Miami Marlins Sign Adam Greenberg To One-Day Comeback Contract [Video]


Baseball player Adam Greenberg will finally get a Major League at bat on Tuesday after the Miami Marlins signed him to a one-day contract. Greenberg is the only MLB player whose career ended on the very first pitch.

In his one and only MLB plate appearance (which doesn’t count as an official at bat) with the Chicago Cubs in the ninth inning on July 9, 2005, Greenberg was beaned on the first pitch by Marlins reliever Valerio de los Santos and never made it back to the big leagues. ESPN explains what happened after Greenberg was hit in the head by a 92-mph fastball and his MLB career abruptly ended before it really started:

“In the days, months and years that followed that ninth-inning appearance, Greenberg dealt with post-concussion syndrome, dizziness, severe headaches, double vision, nausea and eventually the reality that the minor leagues might be the highest level of baseball he’d ever attain, other than that one fleeting experience in the majors.”

Greenberg, a left-handed outfielder, was released by the Cubs in 2006 and then bounced around with several minor league teams and later with the Bridgeport (Conn.) Bluefish of the Independent League.

Adam Greenberg’s supporters and fans subsequently waged a campaign to get him to the big leagues for an official at bat. Some 25,000 persons signed a petition on Change.org to convince MLB to “step up to the plate for Adam.”

With the approval of the baseball commissioner, the Miami Marlins agreed today to offer Greenberg a one-day contract seven years after his brief MLB debut.
***
WHAT THE TASK REQUIRES
Reproduce the Adam Greenberg article starting at "With the approval" and ending at "brief MLB debut.", swapping "baseball commissioner" for "league commissioner".

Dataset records
***
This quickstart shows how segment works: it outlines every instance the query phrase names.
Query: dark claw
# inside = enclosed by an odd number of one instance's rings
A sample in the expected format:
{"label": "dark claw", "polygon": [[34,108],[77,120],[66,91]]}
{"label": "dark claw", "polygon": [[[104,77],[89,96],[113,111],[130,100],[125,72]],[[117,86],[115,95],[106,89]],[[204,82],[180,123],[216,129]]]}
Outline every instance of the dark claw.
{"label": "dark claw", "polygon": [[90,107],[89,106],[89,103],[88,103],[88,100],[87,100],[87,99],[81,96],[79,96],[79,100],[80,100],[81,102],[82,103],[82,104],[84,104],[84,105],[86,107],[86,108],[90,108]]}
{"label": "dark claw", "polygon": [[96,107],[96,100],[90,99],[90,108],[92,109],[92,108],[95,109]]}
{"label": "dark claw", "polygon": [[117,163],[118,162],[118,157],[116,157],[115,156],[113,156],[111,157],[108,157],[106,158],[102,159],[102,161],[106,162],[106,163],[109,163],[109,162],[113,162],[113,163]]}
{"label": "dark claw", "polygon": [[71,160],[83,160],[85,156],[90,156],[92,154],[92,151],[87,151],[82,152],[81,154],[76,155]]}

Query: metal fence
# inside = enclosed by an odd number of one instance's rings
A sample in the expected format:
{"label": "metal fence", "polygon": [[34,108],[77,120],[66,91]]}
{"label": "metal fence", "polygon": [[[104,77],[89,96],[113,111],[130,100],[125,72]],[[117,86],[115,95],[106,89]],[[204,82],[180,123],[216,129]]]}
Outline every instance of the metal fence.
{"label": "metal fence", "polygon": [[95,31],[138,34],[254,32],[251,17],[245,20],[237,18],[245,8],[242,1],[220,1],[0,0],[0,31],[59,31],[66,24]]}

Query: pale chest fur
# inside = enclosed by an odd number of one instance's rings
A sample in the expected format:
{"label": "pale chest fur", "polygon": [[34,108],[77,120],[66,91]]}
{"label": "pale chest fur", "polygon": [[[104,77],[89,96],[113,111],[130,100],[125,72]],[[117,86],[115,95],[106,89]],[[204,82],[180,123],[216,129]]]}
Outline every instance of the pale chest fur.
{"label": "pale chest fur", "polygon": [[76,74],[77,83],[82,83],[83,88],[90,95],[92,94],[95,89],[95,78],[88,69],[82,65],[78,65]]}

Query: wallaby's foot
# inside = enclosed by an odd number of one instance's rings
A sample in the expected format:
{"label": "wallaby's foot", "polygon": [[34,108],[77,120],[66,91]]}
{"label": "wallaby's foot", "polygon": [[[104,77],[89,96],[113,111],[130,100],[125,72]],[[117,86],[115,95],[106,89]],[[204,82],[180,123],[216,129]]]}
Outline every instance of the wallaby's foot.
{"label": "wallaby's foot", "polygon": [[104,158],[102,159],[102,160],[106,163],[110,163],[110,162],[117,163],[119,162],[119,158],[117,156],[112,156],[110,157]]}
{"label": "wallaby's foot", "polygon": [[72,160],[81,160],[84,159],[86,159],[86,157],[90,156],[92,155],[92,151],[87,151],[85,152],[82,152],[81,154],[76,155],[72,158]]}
***
WRITTEN RESPONSE
With the approval of the league commissioner, the Miami Marlins agreed today to offer Greenberg a one-day contract seven years after his brief MLB debut.